AIM – Print the listing below line for line without changing any wording, and omit the pictures.

(Coordinate labeling data)
+--
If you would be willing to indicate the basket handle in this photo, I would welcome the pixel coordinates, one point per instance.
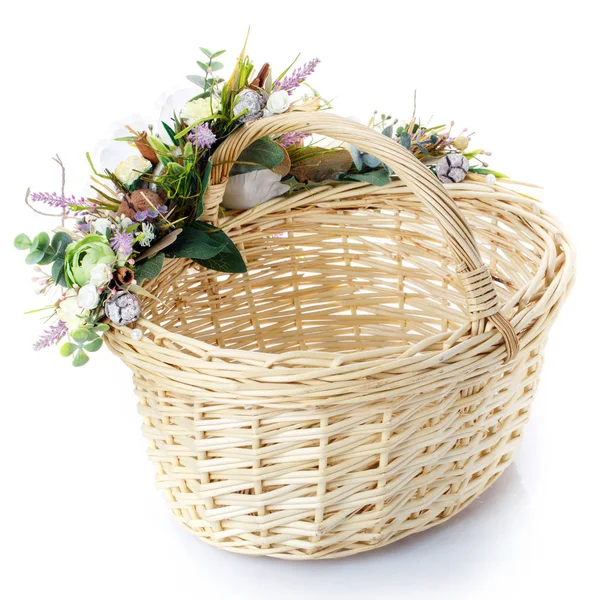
(482, 299)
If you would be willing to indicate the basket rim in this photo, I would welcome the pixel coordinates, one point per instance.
(410, 357)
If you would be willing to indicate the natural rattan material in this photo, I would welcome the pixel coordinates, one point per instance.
(348, 390)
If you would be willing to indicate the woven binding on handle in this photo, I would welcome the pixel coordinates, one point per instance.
(482, 299)
(481, 295)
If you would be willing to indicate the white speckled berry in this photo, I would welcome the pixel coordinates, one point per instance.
(452, 168)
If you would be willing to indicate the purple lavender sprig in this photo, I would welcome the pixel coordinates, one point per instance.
(58, 201)
(293, 138)
(298, 76)
(51, 336)
(122, 243)
(202, 136)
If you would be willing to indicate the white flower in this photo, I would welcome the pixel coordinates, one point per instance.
(100, 274)
(132, 168)
(278, 102)
(148, 232)
(248, 189)
(71, 314)
(199, 109)
(88, 296)
(101, 226)
(125, 222)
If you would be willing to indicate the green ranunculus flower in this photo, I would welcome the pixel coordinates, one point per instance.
(82, 256)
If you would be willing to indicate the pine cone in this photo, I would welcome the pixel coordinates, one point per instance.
(123, 308)
(139, 201)
(145, 149)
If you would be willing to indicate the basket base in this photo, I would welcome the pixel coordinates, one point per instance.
(325, 549)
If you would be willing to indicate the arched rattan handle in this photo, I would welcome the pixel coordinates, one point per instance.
(482, 298)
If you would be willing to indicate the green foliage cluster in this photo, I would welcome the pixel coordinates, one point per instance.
(42, 251)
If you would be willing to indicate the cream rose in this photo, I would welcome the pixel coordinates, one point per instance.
(131, 169)
(249, 189)
(278, 102)
(88, 297)
(199, 109)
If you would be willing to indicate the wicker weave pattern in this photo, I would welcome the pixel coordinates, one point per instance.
(349, 390)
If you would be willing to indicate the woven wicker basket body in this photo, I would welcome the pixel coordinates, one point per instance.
(368, 377)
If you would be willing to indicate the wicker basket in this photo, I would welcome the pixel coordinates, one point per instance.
(372, 372)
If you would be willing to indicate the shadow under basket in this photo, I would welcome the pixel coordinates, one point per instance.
(352, 388)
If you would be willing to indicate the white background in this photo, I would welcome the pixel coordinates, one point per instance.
(80, 518)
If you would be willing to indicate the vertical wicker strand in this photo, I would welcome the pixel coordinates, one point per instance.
(322, 485)
(384, 456)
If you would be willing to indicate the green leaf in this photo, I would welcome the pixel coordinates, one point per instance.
(58, 272)
(197, 80)
(80, 359)
(379, 177)
(59, 243)
(68, 348)
(47, 258)
(40, 241)
(229, 260)
(81, 335)
(405, 140)
(150, 268)
(205, 182)
(263, 153)
(170, 131)
(22, 242)
(94, 345)
(195, 243)
(34, 257)
(161, 150)
(388, 131)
+--
RESPONSE –
If you would be willing to indicate the basket handle in this photo, I would welcome the pixel coordinates, one point per instance.
(482, 299)
If you would be willing to indicate the basket rim in this photo, I would welcome the pixel coordinates, one point per instance.
(410, 357)
If you would be willing to indicate the natural rattan material in this photo, I would welcome the pixel coordinates, one point per instance.
(348, 390)
If you would be willing to indicate the woven binding on handle in this photo, I would welcome the pixel coordinates, one point per instance.
(482, 299)
(481, 295)
If you would be willing to indicate the white speckled berry in this photo, I would welcome the pixel coordinates, one point per instance.
(452, 168)
If you would be willing to indicate the purple lavender sprig in this photo, I would welcome the pixel coordinates, one point per instance.
(58, 201)
(293, 138)
(298, 76)
(51, 336)
(122, 243)
(202, 136)
If you would be willing to indicate the white flower in this photo, I would welcome the pixel coordinates, one point per instance.
(100, 274)
(132, 168)
(278, 102)
(148, 232)
(248, 189)
(71, 314)
(199, 109)
(88, 296)
(101, 226)
(125, 222)
If you would be willing to indicate the green ranunculus flower in this photo, I would welcome the pixel coordinates, one point per instance.
(82, 256)
If you would be willing to indicate the pine cone in this photo, I would welcome the pixel coordinates, one point per instance.
(123, 308)
(139, 201)
(145, 149)
If you would be willing to indicate the basket base in this photo, I would welcome the pixel coordinates, one point per instance.
(325, 549)
If you would be willing to indicate the arched rattan handle in this photo, I would welcome the pixel coordinates, one point per instance.
(482, 298)
If you would be willing to indicate the green foliage cluster in this photo, I would welcome the pixel coordinates, one point per instance.
(42, 251)
If you would be willing to indicate the cream rose in this photo, I would welcome the pixel coordinates, one point per instance.
(131, 169)
(249, 189)
(278, 102)
(88, 297)
(199, 109)
If you would be willing to indicate the wicker weave pattern in this photo, I would welcome the pixel coordinates, one point per instance.
(349, 390)
If you would be willing to indicate the woven wicker basket body in this photo, I would welcome the pixel coordinates, one point per instance.
(368, 377)
If you would be willing to indicate the wicker basket in this photo, I would welcome the pixel coordinates, one point per instance.
(372, 372)
If you would be willing to indicate the shadow under basket in this photo, I would welcome the pixel coordinates, one point per instance.
(352, 388)
If you would be willing to indicate the white background in this photo, I would welcome the pixel coordinates, one point per instance.
(80, 518)
If you would be willing to indicate the vertical wicker strand in this photo, I would welcome the pixel coordinates, one point per instance.
(322, 485)
(384, 456)
If you would be willing to indicate the green leaf in this photo, I would welcome the pixel coordinates, one point per instance.
(58, 272)
(197, 80)
(80, 359)
(379, 177)
(59, 243)
(68, 348)
(47, 258)
(40, 241)
(229, 260)
(81, 335)
(405, 140)
(150, 268)
(205, 182)
(263, 153)
(170, 131)
(22, 242)
(94, 345)
(195, 243)
(34, 257)
(161, 150)
(388, 131)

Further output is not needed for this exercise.